[Entries from a pointing dataset]
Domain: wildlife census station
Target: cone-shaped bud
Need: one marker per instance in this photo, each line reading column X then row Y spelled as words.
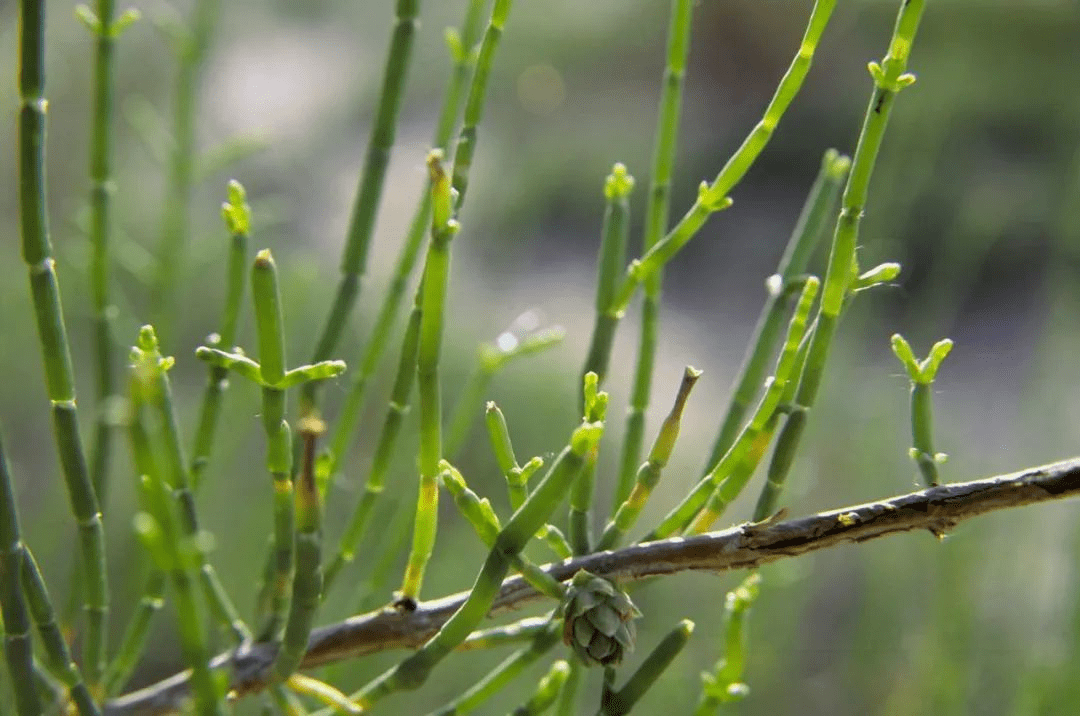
column 598, row 620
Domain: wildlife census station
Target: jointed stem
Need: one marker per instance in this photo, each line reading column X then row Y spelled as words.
column 55, row 351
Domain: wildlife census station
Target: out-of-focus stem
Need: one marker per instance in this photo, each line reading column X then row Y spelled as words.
column 52, row 333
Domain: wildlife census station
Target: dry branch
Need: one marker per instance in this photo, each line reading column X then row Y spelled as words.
column 936, row 509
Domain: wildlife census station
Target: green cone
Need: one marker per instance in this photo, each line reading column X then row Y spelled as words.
column 597, row 620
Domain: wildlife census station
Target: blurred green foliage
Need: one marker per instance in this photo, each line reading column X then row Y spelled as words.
column 976, row 194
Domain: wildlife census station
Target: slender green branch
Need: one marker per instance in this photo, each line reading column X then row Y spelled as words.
column 396, row 408
column 461, row 50
column 490, row 359
column 742, row 546
column 171, row 539
column 889, row 79
column 610, row 262
column 648, row 474
column 414, row 671
column 175, row 473
column 192, row 48
column 308, row 580
column 474, row 100
column 922, row 374
column 657, row 217
column 136, row 633
column 238, row 219
column 724, row 683
column 58, row 659
column 436, row 273
column 781, row 294
column 52, row 333
column 372, row 175
column 547, row 690
column 106, row 28
column 486, row 525
column 619, row 703
column 713, row 197
column 721, row 485
column 505, row 672
column 17, row 648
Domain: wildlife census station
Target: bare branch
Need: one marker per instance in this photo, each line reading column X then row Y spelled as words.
column 936, row 509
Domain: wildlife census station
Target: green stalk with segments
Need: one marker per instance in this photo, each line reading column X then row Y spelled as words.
column 504, row 672
column 166, row 536
column 889, row 79
column 461, row 52
column 751, row 442
column 713, row 197
column 192, row 46
column 17, row 647
column 414, row 671
column 376, row 159
column 52, row 333
column 436, row 272
column 657, row 217
column 782, row 289
column 648, row 474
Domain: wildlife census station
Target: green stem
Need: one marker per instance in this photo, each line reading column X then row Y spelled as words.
column 729, row 475
column 781, row 294
column 414, row 671
column 619, row 703
column 657, row 217
column 100, row 189
column 376, row 345
column 474, row 102
column 372, row 175
column 714, row 197
column 436, row 272
column 17, row 648
column 547, row 690
column 505, row 672
column 385, row 447
column 611, row 259
column 308, row 580
column 889, row 78
column 192, row 50
column 648, row 475
column 136, row 633
column 724, row 684
column 52, row 333
column 237, row 215
column 57, row 656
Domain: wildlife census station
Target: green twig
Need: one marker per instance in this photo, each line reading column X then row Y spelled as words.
column 922, row 374
column 192, row 48
column 460, row 44
column 889, row 79
column 436, row 272
column 547, row 691
column 724, row 683
column 657, row 217
column 308, row 580
column 52, row 333
column 505, row 672
column 372, row 175
column 238, row 219
column 106, row 28
column 648, row 474
column 17, row 648
column 713, row 197
column 782, row 288
column 414, row 671
column 619, row 703
column 609, row 265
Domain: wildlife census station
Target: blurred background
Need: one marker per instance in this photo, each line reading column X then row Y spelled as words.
column 976, row 194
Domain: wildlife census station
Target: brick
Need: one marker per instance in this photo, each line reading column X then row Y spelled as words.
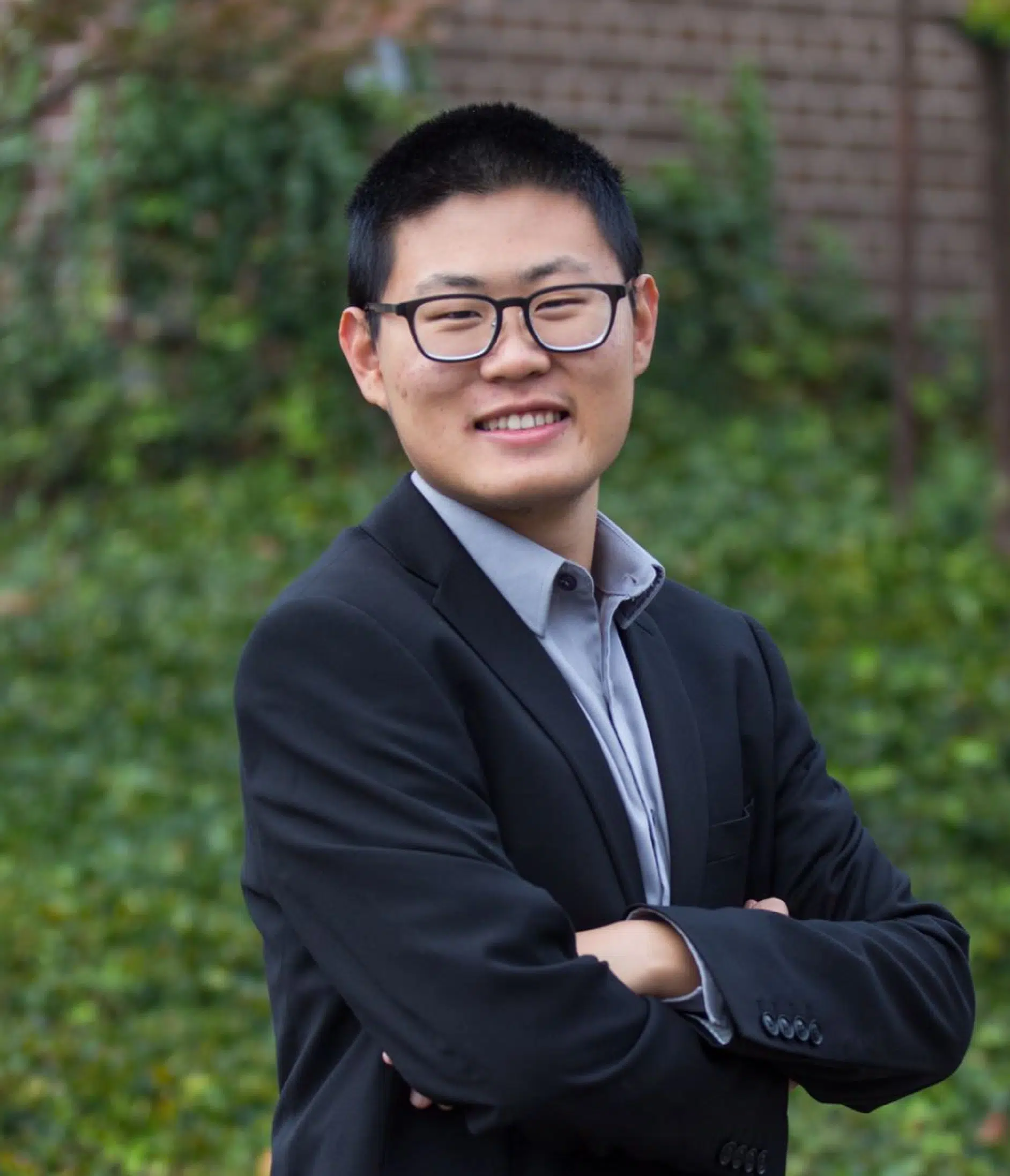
column 619, row 70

◆ WORK TO COMPLETE: Output the rows as a numbered list, starting at the first line and ending at the line that contains "column 55, row 351", with both ends included. Omit blank lines and the pictures.

◆ WORKED ANSWER:
1. Domain: wildlife census station
2. Target: cone-shaped bud
3. Need: one marker per instance in this photo, each line reading column X then row Y spelled as words.
4. column 598, row 620
5. Domain: wildlife census station
6. Target: jointed stem
7. Need: one marker per instance in this photo, each line reading column X then row Y spelled as words.
8. column 55, row 351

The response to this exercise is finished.